Rewrite the lines below, from the line with "Query: snow-covered ground" to the line with "40), (55, 33)]", keeping the requests and the format samples as they are. Multiply every point coordinate in the answers by 2.2, rounding to whole numbers with halves going up.
Start of DATASET RECORDS
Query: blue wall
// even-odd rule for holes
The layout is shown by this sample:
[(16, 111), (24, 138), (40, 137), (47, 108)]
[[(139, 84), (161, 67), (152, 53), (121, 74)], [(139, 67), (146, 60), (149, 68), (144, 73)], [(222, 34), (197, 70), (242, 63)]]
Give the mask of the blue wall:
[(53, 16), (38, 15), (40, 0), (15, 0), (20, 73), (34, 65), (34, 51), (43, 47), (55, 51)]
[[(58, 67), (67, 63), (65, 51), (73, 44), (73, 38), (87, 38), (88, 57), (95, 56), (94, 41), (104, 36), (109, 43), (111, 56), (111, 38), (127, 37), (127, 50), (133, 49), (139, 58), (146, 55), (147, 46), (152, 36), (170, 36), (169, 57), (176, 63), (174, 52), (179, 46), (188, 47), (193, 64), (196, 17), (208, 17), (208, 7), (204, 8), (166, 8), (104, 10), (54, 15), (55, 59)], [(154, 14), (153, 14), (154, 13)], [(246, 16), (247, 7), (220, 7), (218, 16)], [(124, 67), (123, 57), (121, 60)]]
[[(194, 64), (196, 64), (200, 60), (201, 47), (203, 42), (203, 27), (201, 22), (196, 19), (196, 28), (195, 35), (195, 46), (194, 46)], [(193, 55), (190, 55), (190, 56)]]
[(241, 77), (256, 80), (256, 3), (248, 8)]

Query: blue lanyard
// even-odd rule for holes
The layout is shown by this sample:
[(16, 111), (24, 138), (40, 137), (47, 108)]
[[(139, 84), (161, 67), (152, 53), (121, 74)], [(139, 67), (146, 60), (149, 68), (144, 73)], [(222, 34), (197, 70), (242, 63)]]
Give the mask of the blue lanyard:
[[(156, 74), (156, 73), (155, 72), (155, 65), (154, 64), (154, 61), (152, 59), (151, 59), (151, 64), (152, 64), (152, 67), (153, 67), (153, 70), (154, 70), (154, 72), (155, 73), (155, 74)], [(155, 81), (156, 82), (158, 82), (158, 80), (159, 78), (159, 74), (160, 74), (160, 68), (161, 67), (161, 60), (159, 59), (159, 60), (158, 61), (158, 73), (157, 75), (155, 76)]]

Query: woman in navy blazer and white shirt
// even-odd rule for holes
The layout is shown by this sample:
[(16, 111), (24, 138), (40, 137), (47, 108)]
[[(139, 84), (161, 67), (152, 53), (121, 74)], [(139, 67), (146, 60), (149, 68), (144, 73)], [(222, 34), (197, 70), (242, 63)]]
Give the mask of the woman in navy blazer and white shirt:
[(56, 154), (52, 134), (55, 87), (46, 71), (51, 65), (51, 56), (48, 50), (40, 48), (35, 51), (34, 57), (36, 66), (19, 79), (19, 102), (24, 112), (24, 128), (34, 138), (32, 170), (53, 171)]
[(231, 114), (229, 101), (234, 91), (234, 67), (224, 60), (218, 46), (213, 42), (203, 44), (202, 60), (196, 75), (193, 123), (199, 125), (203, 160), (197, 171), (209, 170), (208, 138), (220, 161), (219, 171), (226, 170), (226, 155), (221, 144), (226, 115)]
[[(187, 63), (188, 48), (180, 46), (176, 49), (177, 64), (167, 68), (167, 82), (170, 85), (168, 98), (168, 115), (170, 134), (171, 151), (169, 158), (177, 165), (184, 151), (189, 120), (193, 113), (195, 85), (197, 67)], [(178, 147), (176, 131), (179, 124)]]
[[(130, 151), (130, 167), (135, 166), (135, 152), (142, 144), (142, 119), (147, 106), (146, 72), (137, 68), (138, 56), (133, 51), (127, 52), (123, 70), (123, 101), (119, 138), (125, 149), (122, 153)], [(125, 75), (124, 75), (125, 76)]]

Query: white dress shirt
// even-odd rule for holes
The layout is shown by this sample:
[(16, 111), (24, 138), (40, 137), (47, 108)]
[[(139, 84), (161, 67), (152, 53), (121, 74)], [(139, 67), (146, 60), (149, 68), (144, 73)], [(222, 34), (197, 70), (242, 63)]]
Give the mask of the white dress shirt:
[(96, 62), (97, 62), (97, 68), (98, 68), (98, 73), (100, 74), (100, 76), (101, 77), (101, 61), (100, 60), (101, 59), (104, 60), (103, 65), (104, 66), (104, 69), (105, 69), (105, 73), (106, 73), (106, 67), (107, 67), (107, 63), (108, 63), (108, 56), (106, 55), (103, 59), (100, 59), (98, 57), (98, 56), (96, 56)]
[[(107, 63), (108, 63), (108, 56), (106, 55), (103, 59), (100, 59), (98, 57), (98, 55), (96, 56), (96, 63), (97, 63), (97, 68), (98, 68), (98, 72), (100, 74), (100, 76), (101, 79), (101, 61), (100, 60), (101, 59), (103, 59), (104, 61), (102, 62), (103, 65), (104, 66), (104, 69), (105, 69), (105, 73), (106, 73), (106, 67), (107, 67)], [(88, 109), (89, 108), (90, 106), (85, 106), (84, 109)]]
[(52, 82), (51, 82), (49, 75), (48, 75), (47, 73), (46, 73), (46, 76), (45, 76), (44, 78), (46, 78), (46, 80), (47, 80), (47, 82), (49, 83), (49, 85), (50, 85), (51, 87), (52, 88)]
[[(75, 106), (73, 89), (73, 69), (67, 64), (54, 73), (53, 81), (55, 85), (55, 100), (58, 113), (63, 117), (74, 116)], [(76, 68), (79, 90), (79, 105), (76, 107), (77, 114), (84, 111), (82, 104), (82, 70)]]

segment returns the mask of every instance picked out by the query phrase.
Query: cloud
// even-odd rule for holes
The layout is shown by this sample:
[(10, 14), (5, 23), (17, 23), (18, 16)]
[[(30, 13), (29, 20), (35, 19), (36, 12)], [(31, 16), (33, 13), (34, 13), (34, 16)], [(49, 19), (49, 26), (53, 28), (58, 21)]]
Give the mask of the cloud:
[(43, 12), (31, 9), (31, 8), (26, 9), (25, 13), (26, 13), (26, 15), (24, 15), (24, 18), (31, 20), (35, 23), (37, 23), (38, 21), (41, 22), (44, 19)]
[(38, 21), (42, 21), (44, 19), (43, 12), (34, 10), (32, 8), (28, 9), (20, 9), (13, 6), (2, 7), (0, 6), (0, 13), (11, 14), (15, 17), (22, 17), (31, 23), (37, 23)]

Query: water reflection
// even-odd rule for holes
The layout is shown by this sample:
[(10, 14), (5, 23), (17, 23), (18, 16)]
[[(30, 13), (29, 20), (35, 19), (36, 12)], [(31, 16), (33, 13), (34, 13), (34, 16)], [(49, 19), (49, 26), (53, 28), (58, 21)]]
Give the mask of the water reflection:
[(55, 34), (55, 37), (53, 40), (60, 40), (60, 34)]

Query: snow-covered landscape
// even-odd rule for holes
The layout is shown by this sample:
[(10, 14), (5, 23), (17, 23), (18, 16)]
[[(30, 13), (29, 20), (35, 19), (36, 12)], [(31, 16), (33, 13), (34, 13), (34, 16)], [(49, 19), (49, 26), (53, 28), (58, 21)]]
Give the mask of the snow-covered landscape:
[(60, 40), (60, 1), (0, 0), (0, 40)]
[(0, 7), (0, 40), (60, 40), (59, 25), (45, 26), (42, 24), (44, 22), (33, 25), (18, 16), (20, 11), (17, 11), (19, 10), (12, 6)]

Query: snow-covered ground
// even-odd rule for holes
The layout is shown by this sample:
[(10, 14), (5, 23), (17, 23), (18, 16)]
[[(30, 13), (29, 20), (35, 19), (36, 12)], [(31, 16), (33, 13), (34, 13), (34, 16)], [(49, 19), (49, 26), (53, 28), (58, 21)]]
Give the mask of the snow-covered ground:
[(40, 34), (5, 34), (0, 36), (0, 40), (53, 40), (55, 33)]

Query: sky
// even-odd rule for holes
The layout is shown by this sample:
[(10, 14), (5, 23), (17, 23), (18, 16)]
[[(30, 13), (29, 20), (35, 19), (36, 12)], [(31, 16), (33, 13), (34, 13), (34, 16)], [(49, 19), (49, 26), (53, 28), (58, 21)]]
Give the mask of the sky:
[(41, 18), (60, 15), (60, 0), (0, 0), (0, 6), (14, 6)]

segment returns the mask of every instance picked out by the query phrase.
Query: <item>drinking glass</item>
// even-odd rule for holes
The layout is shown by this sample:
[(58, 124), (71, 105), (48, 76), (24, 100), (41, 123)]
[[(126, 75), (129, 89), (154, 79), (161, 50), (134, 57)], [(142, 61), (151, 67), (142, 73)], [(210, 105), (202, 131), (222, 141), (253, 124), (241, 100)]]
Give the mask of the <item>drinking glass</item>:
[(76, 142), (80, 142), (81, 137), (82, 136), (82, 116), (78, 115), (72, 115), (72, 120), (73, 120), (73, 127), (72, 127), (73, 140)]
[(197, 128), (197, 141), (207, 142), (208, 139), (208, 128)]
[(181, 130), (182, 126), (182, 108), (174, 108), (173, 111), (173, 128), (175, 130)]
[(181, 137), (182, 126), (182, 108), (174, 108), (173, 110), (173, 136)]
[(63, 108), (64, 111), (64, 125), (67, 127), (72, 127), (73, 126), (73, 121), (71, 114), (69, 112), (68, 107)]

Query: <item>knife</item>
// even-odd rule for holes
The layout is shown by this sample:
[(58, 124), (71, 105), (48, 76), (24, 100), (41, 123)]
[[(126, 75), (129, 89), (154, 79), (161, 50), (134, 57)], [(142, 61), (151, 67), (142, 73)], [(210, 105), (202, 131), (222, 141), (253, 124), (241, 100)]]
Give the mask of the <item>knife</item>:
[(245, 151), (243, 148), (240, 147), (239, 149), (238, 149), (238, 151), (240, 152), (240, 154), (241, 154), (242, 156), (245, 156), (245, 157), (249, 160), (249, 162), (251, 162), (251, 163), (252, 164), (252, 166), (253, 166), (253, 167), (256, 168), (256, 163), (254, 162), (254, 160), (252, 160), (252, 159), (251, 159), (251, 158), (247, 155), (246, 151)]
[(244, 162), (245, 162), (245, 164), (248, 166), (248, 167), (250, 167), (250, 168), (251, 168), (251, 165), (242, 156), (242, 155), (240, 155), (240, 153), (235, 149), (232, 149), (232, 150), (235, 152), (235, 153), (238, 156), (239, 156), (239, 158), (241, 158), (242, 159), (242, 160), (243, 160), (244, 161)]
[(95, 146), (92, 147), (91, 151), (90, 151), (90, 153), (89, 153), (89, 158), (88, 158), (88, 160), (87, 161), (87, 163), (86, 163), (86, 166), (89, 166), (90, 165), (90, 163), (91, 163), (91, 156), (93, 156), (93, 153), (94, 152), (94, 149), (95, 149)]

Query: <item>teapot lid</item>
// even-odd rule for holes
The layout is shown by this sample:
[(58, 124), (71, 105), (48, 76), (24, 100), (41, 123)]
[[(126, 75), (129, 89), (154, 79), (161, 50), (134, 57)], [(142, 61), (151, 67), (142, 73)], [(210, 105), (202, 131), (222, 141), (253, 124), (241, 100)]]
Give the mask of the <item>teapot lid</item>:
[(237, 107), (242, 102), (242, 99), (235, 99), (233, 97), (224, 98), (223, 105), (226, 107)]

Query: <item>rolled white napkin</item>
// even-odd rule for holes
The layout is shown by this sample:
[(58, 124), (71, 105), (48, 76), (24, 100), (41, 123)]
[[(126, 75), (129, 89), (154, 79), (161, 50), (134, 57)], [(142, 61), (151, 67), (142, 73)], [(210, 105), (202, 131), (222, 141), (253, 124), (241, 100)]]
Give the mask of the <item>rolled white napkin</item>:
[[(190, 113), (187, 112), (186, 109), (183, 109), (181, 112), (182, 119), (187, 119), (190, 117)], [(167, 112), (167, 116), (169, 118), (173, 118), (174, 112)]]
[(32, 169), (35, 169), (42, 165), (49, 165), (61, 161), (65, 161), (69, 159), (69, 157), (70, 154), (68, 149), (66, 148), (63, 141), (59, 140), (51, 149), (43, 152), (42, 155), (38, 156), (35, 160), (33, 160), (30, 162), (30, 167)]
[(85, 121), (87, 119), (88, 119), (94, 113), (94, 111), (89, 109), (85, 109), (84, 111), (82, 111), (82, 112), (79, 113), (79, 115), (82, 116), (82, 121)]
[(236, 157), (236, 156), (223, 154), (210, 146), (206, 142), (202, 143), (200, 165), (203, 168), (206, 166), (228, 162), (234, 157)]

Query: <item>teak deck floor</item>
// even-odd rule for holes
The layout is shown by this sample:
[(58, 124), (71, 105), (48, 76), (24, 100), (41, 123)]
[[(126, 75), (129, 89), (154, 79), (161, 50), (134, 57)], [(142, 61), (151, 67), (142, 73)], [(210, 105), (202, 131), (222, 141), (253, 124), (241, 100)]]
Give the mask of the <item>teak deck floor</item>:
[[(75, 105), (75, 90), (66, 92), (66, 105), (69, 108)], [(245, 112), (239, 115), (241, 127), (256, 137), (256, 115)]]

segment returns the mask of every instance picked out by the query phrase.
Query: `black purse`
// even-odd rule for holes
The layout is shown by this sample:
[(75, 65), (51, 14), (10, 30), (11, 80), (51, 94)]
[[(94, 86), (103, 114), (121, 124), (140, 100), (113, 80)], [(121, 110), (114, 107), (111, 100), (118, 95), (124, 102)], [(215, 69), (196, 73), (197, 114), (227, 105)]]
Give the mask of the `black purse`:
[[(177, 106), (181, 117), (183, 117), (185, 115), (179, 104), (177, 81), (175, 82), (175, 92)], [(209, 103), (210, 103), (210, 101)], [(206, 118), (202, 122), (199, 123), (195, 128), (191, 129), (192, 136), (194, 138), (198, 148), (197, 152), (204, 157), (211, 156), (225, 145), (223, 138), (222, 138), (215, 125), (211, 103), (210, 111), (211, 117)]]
End of DATASET RECORDS
__ANSWER TO THE PROBLEM__:
Query: snow-covered ground
// even-odd rule for holes
The layout is shown by this sample:
[(10, 14), (5, 23), (17, 23), (18, 16)]
[[(30, 13), (29, 20), (35, 19), (36, 12)], [(31, 16), (33, 13), (34, 13), (34, 16)], [(49, 19), (49, 26), (53, 28), (58, 21)]]
Give the mask of the snow-covered ground:
[(88, 75), (11, 75), (0, 79), (0, 88), (117, 88), (121, 73)]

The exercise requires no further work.